Getting Brexit Done

Getting Brexit Done

Past performance is not a guide to the future. A caveat plastered all over investment products which might usefully be remembered by those anxiously scanning polls or those politicians explaining why the PM’s success in getting a revised Withdrawal Agreement means that he can reach an FTA with the EU before the transition period ends in 385 days time.

The steps needed to reach an FTA have not featured much in the election campaign, despite this being meant (once again!) to be the Brexit election. Politicians – whether through calculation, weariness or a desire to talk about subjects they are actually interested in – persist in the fiction that getting the WA through Parliament means Getting Brexit Done. Even Leave Actually cleverly confuses (in the 1st 4 cards Boris pleadingly shows a voter) the WA with the transition end date. Only Jo Swinson has accurately categorised it as “episode 1 of a 10 season box set“; little good has this done her.

The reality is a simple one but bears repeating.

  • The WA only governs the terms of Britain’s departure from the EU not the future relationship with it.

--------

§ Directives
1. Starting at the first of the rows and going on through the line with "335,250,480,276", how would you arrange those lines as a JSON list of strings, one string per line, leaving out blank lines and the pictures?
2. Pick up the Brexit article after its last sentence and continue it.
The Brexit article and the rows that follow are unrelated material.

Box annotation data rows

--------

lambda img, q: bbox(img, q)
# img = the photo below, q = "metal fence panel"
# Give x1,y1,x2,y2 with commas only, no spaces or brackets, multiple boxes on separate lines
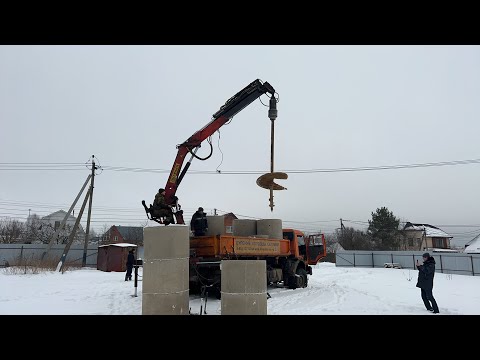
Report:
0,244,98,268
335,250,480,276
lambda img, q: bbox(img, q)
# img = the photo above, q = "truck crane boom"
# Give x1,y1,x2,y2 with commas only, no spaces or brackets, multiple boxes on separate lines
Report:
142,79,276,225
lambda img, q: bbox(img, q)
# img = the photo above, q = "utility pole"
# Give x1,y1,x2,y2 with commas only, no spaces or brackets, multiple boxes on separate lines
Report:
41,175,92,260
82,155,97,267
57,189,91,273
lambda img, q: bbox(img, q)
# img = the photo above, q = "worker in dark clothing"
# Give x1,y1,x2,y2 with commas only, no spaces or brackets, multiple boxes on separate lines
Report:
125,249,135,281
190,207,208,236
152,189,175,225
417,253,440,314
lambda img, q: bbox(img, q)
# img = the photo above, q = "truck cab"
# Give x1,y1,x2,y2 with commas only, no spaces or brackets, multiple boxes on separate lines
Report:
283,229,327,265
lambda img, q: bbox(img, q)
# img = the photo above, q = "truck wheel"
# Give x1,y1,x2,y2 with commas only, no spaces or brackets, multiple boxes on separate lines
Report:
297,269,308,288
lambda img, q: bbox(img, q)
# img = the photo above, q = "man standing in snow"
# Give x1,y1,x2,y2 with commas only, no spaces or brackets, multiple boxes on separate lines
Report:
190,206,208,236
125,249,135,281
417,253,440,314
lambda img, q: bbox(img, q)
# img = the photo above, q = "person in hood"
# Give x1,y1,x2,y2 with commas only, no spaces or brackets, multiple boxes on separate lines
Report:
417,253,440,314
125,249,135,281
190,206,208,236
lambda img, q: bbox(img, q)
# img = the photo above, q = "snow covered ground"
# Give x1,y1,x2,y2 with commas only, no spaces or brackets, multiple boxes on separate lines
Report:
0,263,480,316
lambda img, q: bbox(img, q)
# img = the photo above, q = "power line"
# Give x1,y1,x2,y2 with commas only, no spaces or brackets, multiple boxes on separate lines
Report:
0,159,480,175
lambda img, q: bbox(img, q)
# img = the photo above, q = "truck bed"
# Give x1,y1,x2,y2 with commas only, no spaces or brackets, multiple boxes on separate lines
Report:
190,235,290,258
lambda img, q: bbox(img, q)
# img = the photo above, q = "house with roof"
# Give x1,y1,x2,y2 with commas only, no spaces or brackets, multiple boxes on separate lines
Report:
101,225,143,245
463,234,480,254
403,222,453,251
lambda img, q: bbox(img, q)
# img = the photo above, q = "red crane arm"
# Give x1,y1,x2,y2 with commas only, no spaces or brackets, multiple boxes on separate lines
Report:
165,79,275,205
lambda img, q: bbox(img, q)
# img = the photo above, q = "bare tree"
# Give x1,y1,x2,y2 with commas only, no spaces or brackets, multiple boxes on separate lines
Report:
0,218,25,244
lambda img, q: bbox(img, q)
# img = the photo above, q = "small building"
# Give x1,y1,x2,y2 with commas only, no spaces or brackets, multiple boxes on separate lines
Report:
403,222,453,250
464,234,480,254
97,243,137,272
102,225,143,245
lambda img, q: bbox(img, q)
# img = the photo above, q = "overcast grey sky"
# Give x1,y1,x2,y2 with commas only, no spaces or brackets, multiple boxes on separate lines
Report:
0,45,480,245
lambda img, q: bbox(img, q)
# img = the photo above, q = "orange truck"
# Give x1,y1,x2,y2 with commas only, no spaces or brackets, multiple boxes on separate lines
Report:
189,229,327,298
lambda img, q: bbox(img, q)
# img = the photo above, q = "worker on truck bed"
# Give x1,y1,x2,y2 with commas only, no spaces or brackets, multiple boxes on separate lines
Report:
152,189,175,224
190,206,208,236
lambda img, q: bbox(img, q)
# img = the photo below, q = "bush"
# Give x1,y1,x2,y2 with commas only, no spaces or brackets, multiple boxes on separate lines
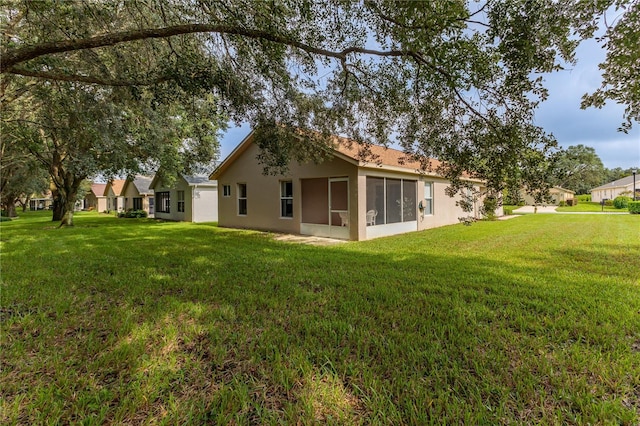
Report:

--------

§ Answers to the tasks
1.
[
  "lambda img, q: bbox(img, q)",
  "# img = the photo below, q = \"metal fence panel\"",
  "# Give x1,y1,x2,y2 with commas only, no spaces or brackets, multiple boxes on separate lines",
  "Report:",
  "0,244,98,268",
  "335,250,480,276"
]

2.
  • The Political Declaration outlines a general set of principles for the negotiation of this relationship. It is not, however, a legal agreement let alone an FTA.
  • The transition period ends on 31 December 2020.
  • If by then, no FTA has been agreed with the EU, then Britain reverts to being a third country, trading with the EU and 168 other countries it had trade deals with via the EU, on WTO terms. A No Deal Brexit, in other words.
  • If the transition period is to be extended, a decision needs to be made by July 2020, 6 months after Britain formally leaves on 31 January 2020 (assuming the Tories win with a majority large enough to get the WA approved by Parliament).
  • That is a challengingly short timetable in which to agree an FTA or be confident that one can be agreed and approved by all those needing to give their approval by December 2020.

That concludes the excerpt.